Task to complete
Count every line of the data that includes "reflection". State only the number.

**********

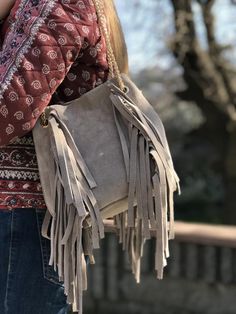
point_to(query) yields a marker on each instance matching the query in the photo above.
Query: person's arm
(27, 82)
(5, 7)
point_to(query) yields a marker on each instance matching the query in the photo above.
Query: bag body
(104, 155)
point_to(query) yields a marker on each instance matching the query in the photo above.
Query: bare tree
(210, 80)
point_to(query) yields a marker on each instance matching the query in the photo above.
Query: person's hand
(5, 7)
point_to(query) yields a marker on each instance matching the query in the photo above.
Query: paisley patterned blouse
(50, 51)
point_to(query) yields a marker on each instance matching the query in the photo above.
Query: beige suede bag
(104, 155)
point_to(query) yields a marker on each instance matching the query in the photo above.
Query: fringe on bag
(151, 183)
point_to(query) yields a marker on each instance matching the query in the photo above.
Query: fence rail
(205, 234)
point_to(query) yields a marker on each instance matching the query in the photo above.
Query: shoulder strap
(114, 71)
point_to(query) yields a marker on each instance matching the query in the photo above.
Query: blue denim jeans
(28, 285)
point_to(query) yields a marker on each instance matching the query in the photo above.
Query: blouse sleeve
(37, 52)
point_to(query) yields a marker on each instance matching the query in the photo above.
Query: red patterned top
(50, 51)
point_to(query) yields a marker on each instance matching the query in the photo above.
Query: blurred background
(182, 55)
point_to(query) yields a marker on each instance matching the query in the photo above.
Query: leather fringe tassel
(151, 182)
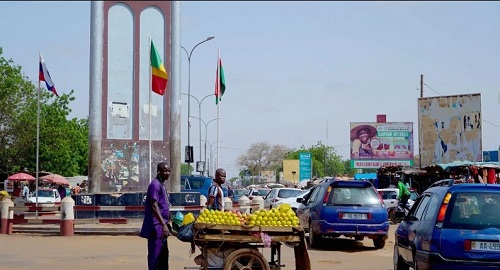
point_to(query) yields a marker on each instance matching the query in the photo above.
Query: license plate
(485, 246)
(354, 216)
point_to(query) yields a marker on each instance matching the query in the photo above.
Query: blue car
(348, 208)
(455, 226)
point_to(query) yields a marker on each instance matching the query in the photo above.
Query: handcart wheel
(246, 259)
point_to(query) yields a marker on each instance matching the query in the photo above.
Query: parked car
(257, 192)
(277, 194)
(198, 183)
(46, 196)
(344, 208)
(292, 201)
(450, 227)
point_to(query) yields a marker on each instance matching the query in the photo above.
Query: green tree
(63, 142)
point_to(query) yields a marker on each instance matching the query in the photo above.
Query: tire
(245, 258)
(314, 239)
(379, 243)
(399, 264)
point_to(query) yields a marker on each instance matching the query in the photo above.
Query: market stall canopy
(21, 176)
(55, 179)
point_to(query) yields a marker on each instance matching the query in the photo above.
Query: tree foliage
(263, 156)
(63, 142)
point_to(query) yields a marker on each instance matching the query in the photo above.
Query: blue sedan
(451, 227)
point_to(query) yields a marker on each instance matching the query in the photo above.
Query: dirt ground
(88, 252)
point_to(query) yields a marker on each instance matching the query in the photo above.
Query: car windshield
(239, 192)
(389, 194)
(286, 193)
(44, 193)
(357, 196)
(473, 211)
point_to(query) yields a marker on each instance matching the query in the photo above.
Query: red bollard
(67, 227)
(6, 226)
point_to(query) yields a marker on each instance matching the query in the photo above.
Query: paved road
(88, 252)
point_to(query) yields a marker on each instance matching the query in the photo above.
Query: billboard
(305, 166)
(449, 129)
(374, 145)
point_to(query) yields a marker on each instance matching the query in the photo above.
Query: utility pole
(419, 127)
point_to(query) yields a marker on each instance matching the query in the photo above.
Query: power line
(493, 124)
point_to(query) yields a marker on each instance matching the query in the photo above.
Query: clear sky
(296, 72)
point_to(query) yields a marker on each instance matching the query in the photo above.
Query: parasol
(21, 176)
(55, 179)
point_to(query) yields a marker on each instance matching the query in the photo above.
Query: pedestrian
(215, 194)
(26, 192)
(62, 191)
(156, 216)
(230, 192)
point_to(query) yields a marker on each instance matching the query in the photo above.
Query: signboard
(305, 166)
(450, 129)
(374, 145)
(490, 156)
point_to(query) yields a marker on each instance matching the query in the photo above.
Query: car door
(304, 212)
(406, 232)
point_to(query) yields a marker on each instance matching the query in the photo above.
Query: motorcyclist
(404, 193)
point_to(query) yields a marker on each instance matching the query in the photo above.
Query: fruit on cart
(221, 217)
(281, 216)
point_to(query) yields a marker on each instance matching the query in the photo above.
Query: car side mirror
(400, 215)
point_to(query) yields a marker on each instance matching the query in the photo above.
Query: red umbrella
(21, 176)
(55, 179)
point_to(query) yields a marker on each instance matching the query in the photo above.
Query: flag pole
(218, 108)
(38, 133)
(150, 89)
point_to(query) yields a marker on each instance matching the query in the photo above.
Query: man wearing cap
(156, 217)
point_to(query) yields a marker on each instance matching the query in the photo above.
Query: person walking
(156, 216)
(215, 194)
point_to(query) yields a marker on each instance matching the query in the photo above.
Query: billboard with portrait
(449, 129)
(374, 145)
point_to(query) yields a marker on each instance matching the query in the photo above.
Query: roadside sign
(305, 166)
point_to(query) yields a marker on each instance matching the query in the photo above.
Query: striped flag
(159, 76)
(220, 82)
(44, 75)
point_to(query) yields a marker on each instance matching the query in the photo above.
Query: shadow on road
(342, 244)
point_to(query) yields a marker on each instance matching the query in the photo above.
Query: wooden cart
(238, 246)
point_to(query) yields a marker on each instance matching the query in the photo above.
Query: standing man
(215, 194)
(156, 217)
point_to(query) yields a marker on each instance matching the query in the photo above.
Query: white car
(45, 196)
(277, 194)
(292, 201)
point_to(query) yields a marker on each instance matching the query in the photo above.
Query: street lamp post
(199, 116)
(189, 89)
(206, 133)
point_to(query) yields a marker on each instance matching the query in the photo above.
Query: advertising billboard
(450, 129)
(305, 166)
(374, 145)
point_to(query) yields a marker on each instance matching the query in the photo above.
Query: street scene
(249, 135)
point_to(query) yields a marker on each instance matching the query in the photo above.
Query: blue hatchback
(348, 208)
(451, 227)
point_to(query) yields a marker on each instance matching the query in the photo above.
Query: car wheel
(399, 264)
(379, 243)
(314, 239)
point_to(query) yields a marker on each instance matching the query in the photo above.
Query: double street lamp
(199, 117)
(206, 132)
(189, 90)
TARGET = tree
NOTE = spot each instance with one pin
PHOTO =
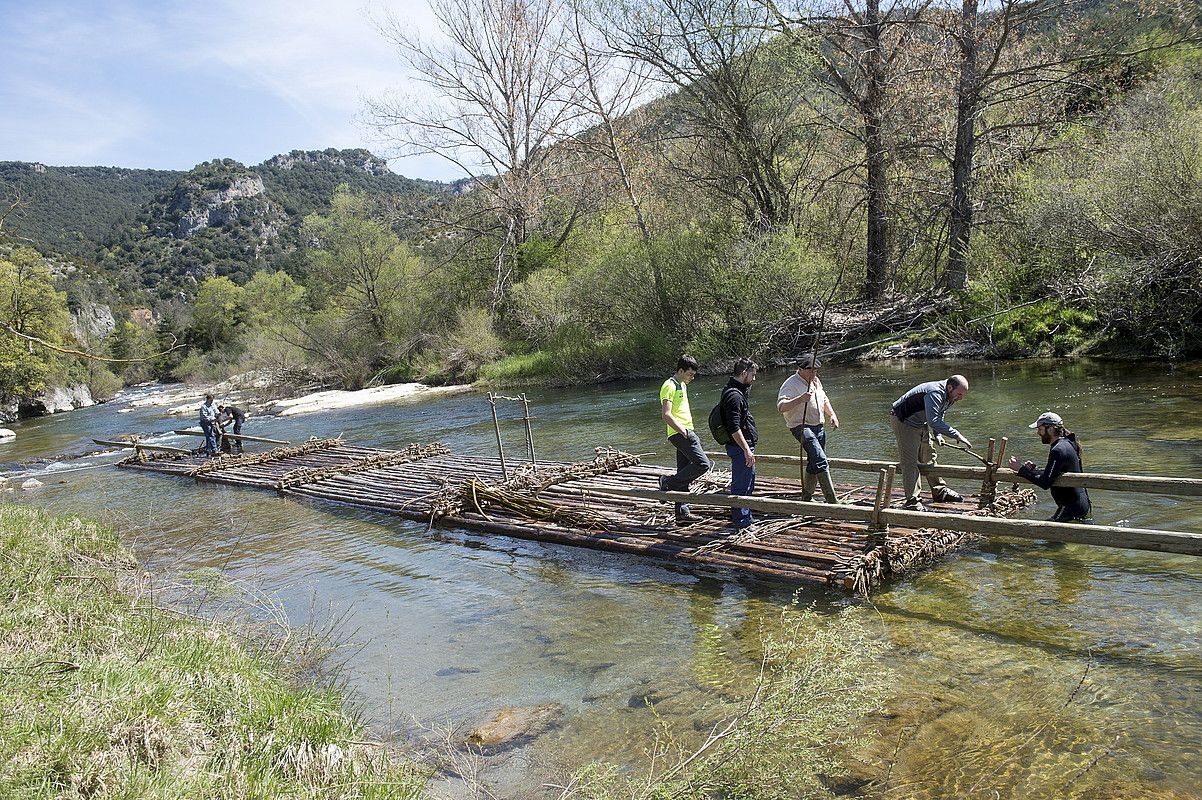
(29, 308)
(735, 120)
(503, 94)
(858, 46)
(273, 300)
(1019, 67)
(359, 266)
(218, 314)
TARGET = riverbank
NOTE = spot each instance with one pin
(111, 693)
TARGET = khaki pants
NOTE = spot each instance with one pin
(914, 448)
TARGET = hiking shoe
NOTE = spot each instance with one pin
(948, 496)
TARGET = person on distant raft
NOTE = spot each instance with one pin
(234, 415)
(691, 459)
(209, 415)
(741, 424)
(1072, 502)
(914, 416)
(805, 405)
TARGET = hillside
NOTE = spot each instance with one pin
(162, 231)
(72, 209)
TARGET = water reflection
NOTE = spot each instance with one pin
(1017, 664)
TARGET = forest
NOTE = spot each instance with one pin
(714, 177)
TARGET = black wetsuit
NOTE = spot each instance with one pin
(1071, 502)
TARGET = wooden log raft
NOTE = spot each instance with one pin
(1148, 484)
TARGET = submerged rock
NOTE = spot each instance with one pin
(512, 727)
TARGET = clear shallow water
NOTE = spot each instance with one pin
(1018, 666)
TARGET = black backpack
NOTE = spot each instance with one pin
(718, 421)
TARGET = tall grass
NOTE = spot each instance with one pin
(107, 693)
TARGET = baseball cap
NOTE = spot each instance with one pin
(1047, 418)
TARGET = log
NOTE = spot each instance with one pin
(243, 437)
(140, 446)
(1150, 484)
(1131, 538)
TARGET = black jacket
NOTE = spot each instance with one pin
(1072, 501)
(736, 411)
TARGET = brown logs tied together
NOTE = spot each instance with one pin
(519, 494)
(278, 454)
(405, 455)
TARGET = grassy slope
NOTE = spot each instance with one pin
(103, 693)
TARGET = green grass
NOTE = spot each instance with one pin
(539, 365)
(106, 693)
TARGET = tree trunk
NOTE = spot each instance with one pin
(967, 107)
(876, 279)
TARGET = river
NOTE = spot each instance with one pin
(1019, 668)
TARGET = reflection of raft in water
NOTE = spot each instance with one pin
(610, 503)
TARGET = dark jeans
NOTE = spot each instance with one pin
(691, 464)
(813, 439)
(691, 461)
(742, 483)
(210, 436)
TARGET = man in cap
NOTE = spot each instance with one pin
(805, 405)
(1072, 502)
(741, 424)
(914, 417)
(691, 459)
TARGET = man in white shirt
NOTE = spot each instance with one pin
(805, 405)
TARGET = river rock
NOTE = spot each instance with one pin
(58, 398)
(512, 726)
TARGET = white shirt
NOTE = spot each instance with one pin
(795, 386)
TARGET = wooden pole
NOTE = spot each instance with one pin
(497, 428)
(879, 503)
(243, 437)
(1149, 484)
(987, 482)
(160, 448)
(1131, 538)
(525, 418)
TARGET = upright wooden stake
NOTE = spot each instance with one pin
(989, 483)
(875, 523)
(525, 417)
(497, 429)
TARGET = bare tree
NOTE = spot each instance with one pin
(733, 119)
(613, 87)
(857, 45)
(1019, 65)
(503, 93)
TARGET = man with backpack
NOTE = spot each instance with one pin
(739, 427)
(691, 459)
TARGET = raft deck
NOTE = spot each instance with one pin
(428, 483)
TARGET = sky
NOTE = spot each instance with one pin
(168, 84)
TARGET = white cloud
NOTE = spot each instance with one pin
(140, 82)
(67, 127)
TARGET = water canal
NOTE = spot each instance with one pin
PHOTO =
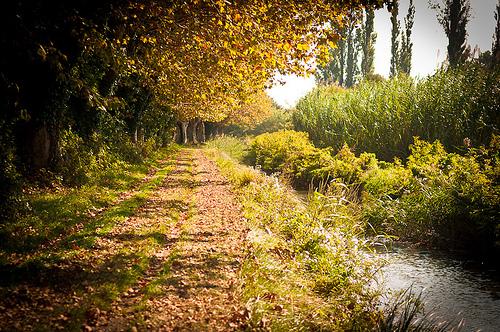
(452, 285)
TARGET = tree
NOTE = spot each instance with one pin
(93, 60)
(353, 48)
(495, 47)
(343, 65)
(369, 37)
(406, 43)
(394, 39)
(454, 16)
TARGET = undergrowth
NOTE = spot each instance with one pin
(305, 268)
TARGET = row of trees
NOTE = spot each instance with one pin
(358, 40)
(130, 69)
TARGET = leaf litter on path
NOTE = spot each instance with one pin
(171, 266)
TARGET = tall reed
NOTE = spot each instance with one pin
(460, 107)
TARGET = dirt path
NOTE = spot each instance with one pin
(170, 265)
(206, 252)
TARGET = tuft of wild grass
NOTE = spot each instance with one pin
(305, 268)
(234, 147)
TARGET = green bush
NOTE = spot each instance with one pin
(439, 197)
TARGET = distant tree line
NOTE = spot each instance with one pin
(358, 40)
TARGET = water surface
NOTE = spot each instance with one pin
(453, 285)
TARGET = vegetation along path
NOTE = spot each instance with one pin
(168, 263)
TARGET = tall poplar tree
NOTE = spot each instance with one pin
(406, 43)
(394, 39)
(369, 37)
(343, 67)
(454, 16)
(495, 47)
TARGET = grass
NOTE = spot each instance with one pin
(57, 209)
(64, 252)
(305, 268)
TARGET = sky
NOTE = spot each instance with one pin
(429, 44)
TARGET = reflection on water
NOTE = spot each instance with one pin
(450, 284)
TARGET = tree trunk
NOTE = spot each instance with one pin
(191, 130)
(200, 132)
(41, 148)
(182, 127)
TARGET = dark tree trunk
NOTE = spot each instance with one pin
(41, 148)
(191, 130)
(200, 132)
(181, 132)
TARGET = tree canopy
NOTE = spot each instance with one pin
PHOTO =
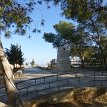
(15, 55)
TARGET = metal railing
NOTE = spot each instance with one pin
(35, 87)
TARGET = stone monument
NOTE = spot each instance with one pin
(63, 60)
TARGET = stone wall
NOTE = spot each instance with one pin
(63, 60)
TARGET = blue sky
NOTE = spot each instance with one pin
(36, 48)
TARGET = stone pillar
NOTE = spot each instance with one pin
(63, 60)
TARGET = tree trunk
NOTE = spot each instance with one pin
(81, 57)
(12, 93)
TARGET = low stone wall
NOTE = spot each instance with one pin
(81, 95)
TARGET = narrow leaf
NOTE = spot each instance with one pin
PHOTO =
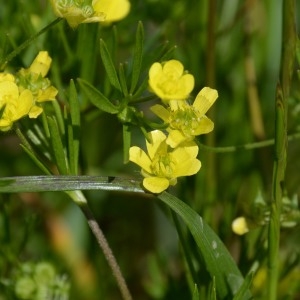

**********

Response to the task
3